All of the records below must be output exactly, with no pictures carried over.

--- START EXTRACTED DATA ---

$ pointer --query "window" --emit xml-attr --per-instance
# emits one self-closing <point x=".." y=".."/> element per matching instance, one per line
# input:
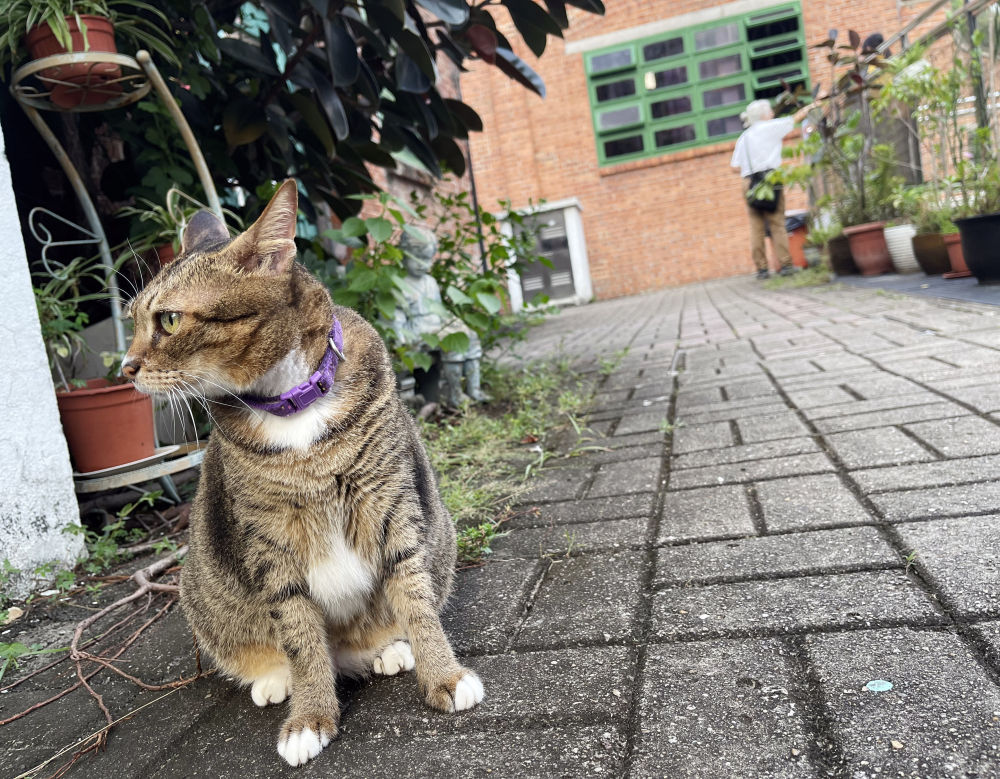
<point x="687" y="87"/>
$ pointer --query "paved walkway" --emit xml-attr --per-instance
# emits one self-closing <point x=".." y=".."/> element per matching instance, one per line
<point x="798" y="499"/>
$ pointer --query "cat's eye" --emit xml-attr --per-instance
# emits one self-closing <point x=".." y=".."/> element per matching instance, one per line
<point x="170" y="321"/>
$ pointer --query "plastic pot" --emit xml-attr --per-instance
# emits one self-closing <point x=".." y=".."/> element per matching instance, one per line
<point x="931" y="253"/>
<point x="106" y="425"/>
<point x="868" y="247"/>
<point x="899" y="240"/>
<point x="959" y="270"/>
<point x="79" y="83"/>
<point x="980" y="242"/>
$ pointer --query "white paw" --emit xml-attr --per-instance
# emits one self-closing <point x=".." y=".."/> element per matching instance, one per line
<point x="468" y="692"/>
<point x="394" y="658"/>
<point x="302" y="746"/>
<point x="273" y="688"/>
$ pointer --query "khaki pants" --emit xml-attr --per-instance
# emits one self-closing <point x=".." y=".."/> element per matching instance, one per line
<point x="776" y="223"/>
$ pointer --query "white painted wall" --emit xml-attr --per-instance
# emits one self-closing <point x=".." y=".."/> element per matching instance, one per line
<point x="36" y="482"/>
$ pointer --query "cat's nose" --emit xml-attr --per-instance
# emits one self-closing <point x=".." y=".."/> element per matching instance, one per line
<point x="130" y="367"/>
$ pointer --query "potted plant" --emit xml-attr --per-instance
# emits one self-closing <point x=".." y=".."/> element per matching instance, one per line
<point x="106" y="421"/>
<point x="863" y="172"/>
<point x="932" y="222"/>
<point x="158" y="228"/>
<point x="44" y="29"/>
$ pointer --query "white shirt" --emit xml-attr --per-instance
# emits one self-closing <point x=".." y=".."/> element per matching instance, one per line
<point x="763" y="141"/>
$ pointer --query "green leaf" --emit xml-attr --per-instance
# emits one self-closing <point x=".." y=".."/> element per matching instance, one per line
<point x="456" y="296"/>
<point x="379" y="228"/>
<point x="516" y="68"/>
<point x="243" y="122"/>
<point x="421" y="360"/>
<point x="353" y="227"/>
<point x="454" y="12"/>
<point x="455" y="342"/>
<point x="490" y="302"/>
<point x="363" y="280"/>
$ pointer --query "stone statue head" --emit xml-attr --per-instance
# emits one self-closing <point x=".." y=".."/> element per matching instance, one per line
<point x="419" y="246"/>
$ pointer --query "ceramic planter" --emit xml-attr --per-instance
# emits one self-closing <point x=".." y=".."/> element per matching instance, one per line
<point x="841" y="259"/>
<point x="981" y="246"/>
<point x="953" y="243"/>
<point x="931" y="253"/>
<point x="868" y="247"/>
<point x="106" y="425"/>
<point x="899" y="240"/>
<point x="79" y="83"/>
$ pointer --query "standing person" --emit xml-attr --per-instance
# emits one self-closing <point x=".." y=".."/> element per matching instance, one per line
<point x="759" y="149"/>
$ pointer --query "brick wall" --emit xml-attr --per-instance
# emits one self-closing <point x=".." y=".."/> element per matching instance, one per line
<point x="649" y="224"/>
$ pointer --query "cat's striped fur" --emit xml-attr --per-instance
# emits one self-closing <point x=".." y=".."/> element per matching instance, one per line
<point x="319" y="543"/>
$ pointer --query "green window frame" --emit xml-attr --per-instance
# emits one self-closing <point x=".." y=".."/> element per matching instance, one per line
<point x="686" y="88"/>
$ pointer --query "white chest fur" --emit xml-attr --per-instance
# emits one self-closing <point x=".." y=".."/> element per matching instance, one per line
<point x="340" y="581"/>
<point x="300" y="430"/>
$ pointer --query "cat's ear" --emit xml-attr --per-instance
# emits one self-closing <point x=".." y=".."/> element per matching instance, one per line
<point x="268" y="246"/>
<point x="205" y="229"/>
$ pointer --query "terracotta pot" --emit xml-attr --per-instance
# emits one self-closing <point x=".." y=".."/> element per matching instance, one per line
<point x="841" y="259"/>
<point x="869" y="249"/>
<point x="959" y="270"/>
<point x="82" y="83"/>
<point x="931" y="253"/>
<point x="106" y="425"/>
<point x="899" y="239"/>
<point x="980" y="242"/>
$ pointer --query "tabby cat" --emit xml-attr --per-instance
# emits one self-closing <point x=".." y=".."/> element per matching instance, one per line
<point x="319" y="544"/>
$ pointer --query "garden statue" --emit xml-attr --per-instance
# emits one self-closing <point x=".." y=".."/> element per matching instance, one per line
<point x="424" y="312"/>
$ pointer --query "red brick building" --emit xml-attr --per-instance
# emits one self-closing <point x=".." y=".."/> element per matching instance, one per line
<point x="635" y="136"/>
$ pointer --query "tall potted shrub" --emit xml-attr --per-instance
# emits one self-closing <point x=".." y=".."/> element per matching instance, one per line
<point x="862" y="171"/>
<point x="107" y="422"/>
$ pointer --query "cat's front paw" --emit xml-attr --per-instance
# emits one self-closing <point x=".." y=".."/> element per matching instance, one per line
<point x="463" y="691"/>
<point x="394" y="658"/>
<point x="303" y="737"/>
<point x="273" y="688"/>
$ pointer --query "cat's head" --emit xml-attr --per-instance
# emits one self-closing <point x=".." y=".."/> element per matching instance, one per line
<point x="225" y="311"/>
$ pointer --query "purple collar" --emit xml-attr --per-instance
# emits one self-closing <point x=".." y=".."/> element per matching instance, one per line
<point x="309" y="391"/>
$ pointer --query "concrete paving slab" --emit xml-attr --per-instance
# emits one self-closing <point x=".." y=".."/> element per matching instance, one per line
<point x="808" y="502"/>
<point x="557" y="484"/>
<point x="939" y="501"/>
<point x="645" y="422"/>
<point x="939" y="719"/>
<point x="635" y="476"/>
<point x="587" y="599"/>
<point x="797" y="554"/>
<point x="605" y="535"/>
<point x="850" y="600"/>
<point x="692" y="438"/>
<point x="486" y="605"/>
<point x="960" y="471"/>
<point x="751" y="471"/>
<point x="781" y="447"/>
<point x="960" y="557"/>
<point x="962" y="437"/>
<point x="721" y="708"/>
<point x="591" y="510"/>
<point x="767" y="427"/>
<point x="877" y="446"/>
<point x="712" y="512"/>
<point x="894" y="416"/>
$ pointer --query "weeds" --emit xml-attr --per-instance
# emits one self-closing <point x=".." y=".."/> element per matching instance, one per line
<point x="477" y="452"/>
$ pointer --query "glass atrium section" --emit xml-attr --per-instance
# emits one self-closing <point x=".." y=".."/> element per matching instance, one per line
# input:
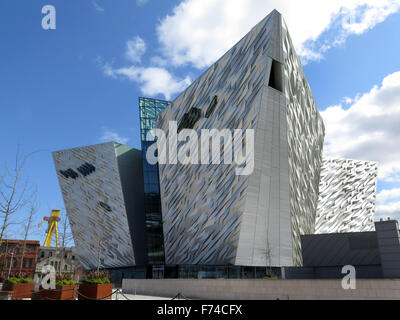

--- END EXTRACTED DATA ---

# RESPONSE TO THE EXERCISE:
$ pointer --query "window" --emit xml-attr --per-instance
# emits one self-closing <point x=".." y=".."/> element per matching instance, one per line
# input:
<point x="687" y="87"/>
$ pointer --query "paved walkway" --emit xml-attr --per-instance
# emits one self-closing <point x=".." y=".."/> element per matching instance, one per line
<point x="798" y="499"/>
$ pointer --query "cat's eye" --emit xml-attr --per-instance
# emits one self-closing <point x=".." y=".."/> element per matching instance, one per line
<point x="170" y="321"/>
$ pointer --query "plastic pot" --emit xml-attr --per-instance
# emits one self-closing <point x=".." y=".."/> element per matching instance, one per line
<point x="931" y="253"/>
<point x="106" y="425"/>
<point x="868" y="247"/>
<point x="899" y="240"/>
<point x="959" y="270"/>
<point x="79" y="83"/>
<point x="980" y="242"/>
$ pointer --query "white paw" --emit xml-attr --per-instance
# emits one self-closing <point x=".." y=".."/> element per matching instance, one per line
<point x="468" y="692"/>
<point x="394" y="658"/>
<point x="302" y="746"/>
<point x="273" y="688"/>
$ pointer --query "khaki pants" --emit xml-attr --per-instance
# emits one self-closing <point x=".." y=".."/> element per matching instance, one per line
<point x="776" y="223"/>
$ pointer --query "white painted wall" --emit xml-attr --per-instance
# emits one self-closing <point x=".." y=".."/> element per matching instance, one per line
<point x="36" y="482"/>
$ pointer --query "cat's nose" --emit xml-attr --per-instance
# emits one self-closing <point x=".." y=".."/> element per matching instance, one per line
<point x="130" y="367"/>
$ pointer --query "potted plant" --emit xml-attr --per-instance
# emits one self-closing <point x=".." y=".."/> element per matching instance, one per line
<point x="106" y="421"/>
<point x="863" y="172"/>
<point x="932" y="222"/>
<point x="158" y="228"/>
<point x="44" y="29"/>
$ pointer --query "white shirt" --emit xml-attr --per-instance
# emits one self-closing <point x=".." y=".."/> element per matching instance, one per line
<point x="763" y="141"/>
$ pointer --query "green leaf" --emit xml-attr --per-instance
# emits one self-closing <point x=".." y=".."/> element per matching instance, one per line
<point x="456" y="296"/>
<point x="379" y="228"/>
<point x="516" y="68"/>
<point x="243" y="122"/>
<point x="421" y="360"/>
<point x="353" y="227"/>
<point x="454" y="12"/>
<point x="455" y="342"/>
<point x="490" y="302"/>
<point x="363" y="280"/>
$ pointer --query "stone statue head" --emit xml-attr --per-instance
# emits one self-closing <point x=".." y=".."/> element per matching instance, one per line
<point x="419" y="246"/>
$ pointer --query "ceramic planter" --emit xml-attr --per-instance
# emits one self-closing <point x=".." y=".."/> element per matching instance, one per line
<point x="841" y="259"/>
<point x="981" y="246"/>
<point x="953" y="243"/>
<point x="931" y="253"/>
<point x="868" y="247"/>
<point x="106" y="425"/>
<point x="899" y="240"/>
<point x="79" y="83"/>
$ pointer --query "standing person" --emit xml-attr --per-instance
# emits one self-closing <point x=".." y=".."/> element per matching instance, one per line
<point x="759" y="149"/>
$ pointer --query "brick wall" --emit xml-attr --per-instance
# emits one self-closing <point x=".." y=".."/> element per matching instance, one per line
<point x="649" y="224"/>
$ pointer --query "cat's striped fur" --emit xml-attr --per-instance
# emits one self-closing <point x=".." y=".."/> element per matching instance, one per line
<point x="319" y="543"/>
$ pointer --query "green window frame" --emit xml-attr --per-instance
# emits one self-closing <point x=".." y=".."/> element per matching instance, one per line
<point x="686" y="88"/>
$ pointer --query "white chest fur" --emit xml-attr --per-instance
# emits one self-closing <point x=".." y=".."/> element per matching instance, one per line
<point x="340" y="581"/>
<point x="300" y="430"/>
$ pointer --query "cat's ear" --emit xml-attr --per-instance
# emits one self-closing <point x=".." y=".."/> element per matching instance, one per line
<point x="268" y="246"/>
<point x="205" y="229"/>
$ pointer --query "terracotta pot" --emit xml-attr --per-instance
# emits one self-closing <point x=".." y=".."/> element per matching instance, one per line
<point x="841" y="259"/>
<point x="869" y="249"/>
<point x="959" y="270"/>
<point x="82" y="83"/>
<point x="931" y="253"/>
<point x="106" y="425"/>
<point x="899" y="239"/>
<point x="980" y="242"/>
$ pointer --query "tabby cat" --emit xml-attr --per-instance
# emits one self-closing <point x=".." y=".."/> element per matching instance, one per line
<point x="319" y="544"/>
$ pointer --query "garden statue" --emit xml-attr --per-instance
# emits one self-closing <point x=".." y=".."/> element per matching instance, one per line
<point x="424" y="312"/>
$ pointer --query "red brick building" --emit xml-attr --per-instance
# emits one self-closing <point x=".." y=".."/> element per matching instance, one per line
<point x="635" y="136"/>
$ pointer --query "tall potted shrub" --emit xml-attr --per-instance
# emits one self-closing <point x=".." y=".."/> element per matching instance, one per line
<point x="862" y="171"/>
<point x="107" y="422"/>
$ pointer --query "cat's front paw" --emit xml-attr --per-instance
# emits one self-closing <point x=".." y=".."/> element per matching instance, one per line
<point x="463" y="691"/>
<point x="394" y="658"/>
<point x="303" y="737"/>
<point x="273" y="688"/>
$ pointer --query "cat's head" --emit xml-attr --per-instance
# emits one self-closing <point x=".." y=".."/> element per matching instance, one per line
<point x="225" y="311"/>
$ pointer --query "purple collar" --emit xml-attr --per-instance
# emits one self-closing <point x=".." y=".."/> element per matching instance, one per line
<point x="309" y="391"/>
$ pointer --query "concrete paving slab" --emit xml-attr --per-instance
# emits one self-closing <point x=".." y=".."/> element per matching instance, one per line
<point x="808" y="502"/>
<point x="557" y="484"/>
<point x="939" y="501"/>
<point x="645" y="422"/>
<point x="939" y="719"/>
<point x="635" y="476"/>
<point x="587" y="599"/>
<point x="797" y="554"/>
<point x="605" y="535"/>
<point x="850" y="600"/>
<point x="692" y="438"/>
<point x="486" y="605"/>
<point x="960" y="471"/>
<point x="751" y="471"/>
<point x="781" y="447"/>
<point x="960" y="557"/>
<point x="962" y="437"/>
<point x="721" y="708"/>
<point x="591" y="510"/>
<point x="767" y="427"/>
<point x="877" y="446"/>
<point x="712" y="512"/>
<point x="894" y="416"/>
$ pointer --query "weeds" --emit xml-attr --per-instance
# emits one self-closing <point x=".." y=".."/> element per matching instance, one per line
<point x="477" y="452"/>
$ pointer --query "glass atrium section" --emit xml-attr --per-instance
# emits one self-closing <point x=".." y=".."/> element per matching instance, one per line
# input:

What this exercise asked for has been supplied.